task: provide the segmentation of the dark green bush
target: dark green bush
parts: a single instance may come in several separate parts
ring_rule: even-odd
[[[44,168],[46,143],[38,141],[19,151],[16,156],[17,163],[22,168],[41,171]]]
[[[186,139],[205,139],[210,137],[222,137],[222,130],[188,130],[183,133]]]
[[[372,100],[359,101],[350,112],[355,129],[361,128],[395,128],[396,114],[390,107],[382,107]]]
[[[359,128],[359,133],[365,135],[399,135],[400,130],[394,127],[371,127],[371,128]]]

++++++

**What is needed:**
Beginning at the top of the entries above, output each line exactly, and end with the line in which "parts: a single" appears.

**Solution:**
task: provide the segmentation of the dark green bush
target: dark green bush
parts: a single instance may come in several separate parts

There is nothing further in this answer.